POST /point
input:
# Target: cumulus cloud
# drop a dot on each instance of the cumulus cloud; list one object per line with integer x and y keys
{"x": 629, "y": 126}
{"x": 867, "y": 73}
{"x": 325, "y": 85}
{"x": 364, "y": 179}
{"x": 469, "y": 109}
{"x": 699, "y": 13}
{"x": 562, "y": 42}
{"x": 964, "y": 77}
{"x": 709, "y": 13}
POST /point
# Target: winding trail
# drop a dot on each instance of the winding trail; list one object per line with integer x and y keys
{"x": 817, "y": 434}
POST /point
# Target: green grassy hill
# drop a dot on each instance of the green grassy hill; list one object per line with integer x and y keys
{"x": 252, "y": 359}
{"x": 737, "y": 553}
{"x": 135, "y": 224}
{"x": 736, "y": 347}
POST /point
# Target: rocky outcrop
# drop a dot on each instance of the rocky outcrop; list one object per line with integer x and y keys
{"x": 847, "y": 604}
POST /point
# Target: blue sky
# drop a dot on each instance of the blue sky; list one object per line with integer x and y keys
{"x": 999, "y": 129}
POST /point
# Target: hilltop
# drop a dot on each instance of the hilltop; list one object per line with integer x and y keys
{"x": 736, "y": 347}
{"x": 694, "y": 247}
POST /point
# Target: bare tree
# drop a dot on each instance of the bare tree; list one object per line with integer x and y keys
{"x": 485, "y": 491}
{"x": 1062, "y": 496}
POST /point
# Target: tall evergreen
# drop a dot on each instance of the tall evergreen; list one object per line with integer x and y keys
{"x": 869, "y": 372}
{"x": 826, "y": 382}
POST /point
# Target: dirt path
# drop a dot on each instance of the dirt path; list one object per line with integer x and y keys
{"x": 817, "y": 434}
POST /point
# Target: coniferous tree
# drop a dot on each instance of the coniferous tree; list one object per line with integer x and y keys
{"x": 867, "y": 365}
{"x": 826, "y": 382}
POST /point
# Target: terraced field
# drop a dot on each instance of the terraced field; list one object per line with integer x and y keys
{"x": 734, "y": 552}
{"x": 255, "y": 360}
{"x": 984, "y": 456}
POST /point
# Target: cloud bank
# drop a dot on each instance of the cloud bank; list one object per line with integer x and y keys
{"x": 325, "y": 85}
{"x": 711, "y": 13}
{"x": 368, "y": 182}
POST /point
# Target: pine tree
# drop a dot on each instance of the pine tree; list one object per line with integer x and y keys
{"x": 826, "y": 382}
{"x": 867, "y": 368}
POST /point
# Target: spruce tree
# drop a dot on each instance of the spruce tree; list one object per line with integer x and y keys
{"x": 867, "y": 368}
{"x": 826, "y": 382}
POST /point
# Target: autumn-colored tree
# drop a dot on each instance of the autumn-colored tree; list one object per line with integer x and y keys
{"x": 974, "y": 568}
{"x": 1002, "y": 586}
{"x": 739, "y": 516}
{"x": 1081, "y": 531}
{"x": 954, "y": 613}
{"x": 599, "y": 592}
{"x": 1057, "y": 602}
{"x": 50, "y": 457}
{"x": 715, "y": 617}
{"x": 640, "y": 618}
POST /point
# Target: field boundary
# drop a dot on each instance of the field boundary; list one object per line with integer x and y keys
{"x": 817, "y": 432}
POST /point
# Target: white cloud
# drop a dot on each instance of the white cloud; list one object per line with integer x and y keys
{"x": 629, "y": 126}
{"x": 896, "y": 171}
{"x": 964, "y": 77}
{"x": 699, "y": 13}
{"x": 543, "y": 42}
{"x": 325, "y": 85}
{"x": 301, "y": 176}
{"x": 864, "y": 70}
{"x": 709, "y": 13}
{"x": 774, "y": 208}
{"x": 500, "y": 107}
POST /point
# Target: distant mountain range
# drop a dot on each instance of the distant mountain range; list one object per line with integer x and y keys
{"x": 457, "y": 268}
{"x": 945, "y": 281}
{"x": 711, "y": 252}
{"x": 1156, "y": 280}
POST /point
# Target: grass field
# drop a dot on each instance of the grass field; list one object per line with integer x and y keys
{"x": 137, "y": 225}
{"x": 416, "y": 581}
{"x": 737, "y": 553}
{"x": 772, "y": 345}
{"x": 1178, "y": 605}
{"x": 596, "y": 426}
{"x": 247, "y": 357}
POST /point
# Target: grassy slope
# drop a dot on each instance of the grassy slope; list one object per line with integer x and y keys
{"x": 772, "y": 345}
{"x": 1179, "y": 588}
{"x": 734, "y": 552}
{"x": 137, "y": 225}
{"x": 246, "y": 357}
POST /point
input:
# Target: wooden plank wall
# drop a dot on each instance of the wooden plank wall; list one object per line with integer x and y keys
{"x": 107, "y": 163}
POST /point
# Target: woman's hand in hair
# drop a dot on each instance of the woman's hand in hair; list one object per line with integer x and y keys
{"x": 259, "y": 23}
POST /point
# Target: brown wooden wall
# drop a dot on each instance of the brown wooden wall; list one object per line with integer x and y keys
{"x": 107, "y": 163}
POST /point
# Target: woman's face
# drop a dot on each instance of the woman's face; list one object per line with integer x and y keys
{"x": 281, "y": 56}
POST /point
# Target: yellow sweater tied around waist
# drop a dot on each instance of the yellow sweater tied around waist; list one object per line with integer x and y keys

## Assigned task
Starting at the line above that contains "# Target: cumulus cloud", write out each line exactly until the line that contains "# Target: winding trail" has been written, and stop there.

## Task output
# Target: cumulus cloud
# drop a dot on each instance of the cumulus cloud; list one object per line with integer x and y keys
{"x": 629, "y": 126}
{"x": 867, "y": 73}
{"x": 325, "y": 85}
{"x": 364, "y": 179}
{"x": 469, "y": 109}
{"x": 699, "y": 13}
{"x": 562, "y": 42}
{"x": 964, "y": 77}
{"x": 709, "y": 13}
POST /point
# Target: winding trail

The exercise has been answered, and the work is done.